[Collection entries]
● ● ●
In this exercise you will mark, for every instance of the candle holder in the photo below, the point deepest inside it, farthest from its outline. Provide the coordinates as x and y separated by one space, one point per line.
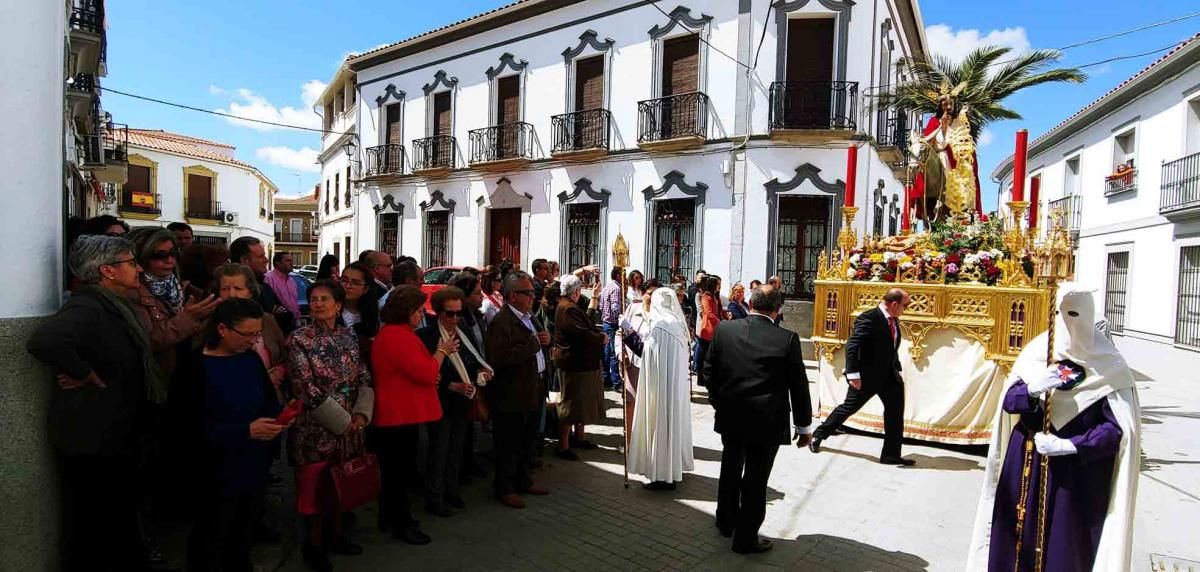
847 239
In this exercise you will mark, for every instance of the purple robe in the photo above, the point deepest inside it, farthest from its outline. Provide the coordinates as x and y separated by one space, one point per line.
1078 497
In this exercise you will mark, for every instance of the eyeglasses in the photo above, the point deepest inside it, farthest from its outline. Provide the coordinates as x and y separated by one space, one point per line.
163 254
● ● ●
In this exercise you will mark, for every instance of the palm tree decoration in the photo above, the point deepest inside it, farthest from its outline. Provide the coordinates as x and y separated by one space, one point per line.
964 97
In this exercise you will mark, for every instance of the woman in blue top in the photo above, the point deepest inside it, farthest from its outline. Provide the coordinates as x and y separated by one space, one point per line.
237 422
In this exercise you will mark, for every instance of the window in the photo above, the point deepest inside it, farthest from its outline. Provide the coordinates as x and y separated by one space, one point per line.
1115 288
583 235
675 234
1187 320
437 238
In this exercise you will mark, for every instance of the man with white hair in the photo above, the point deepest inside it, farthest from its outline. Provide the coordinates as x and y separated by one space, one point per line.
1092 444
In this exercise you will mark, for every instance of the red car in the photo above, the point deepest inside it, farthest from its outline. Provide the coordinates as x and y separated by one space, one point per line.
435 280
● ● ●
## Problem description
Locate each line in the material that contains the word "above" and copy those lines out in full. Case counts, so match only that exact capitalization.

## The completed task
In this exercise you will mark, for every instance of the purple robe in the photo above, the point deepest inside it, farthest from its outline. Provide the coordinates as x and y separated by one space, one point per line.
In this exercise you will mark, for every instance of the eyeglasses in the photo above, the point deepest inside it, farthest from its outline. Provide the coordinates as x and y separated by one space, one point per line.
In this exercise you will mark, for every instance of the palm tree decoration in the photo above, the point deepest inside it, farthest from its outline. Provide the coordinates as x and y separated by one space, one point per line.
In this exercise you will mark, for every instance of the woman in blue top in the photo above, the point deepest inside it, farthest from its outline. Provide the coordinates as x and y separated by one space, one point per line.
In this exercise you will mark, for every instance of the window in the photo above, the point deepest inside it, farthest from its outline. Provide the coordinates as x and y separated by one space, one point per line.
In this exercise you will mark, for every instance of the man with white hair in the photo above, the point deepest inside it, farthest from its outline. Provide the coordinates as x and y separated by one space, one point per line.
In this exercise you will mark, for every instance of the red car in the photo above, the point deepest inside it, farthest from its outline. Provide the coordinates as x and y separated by one space, one point per line.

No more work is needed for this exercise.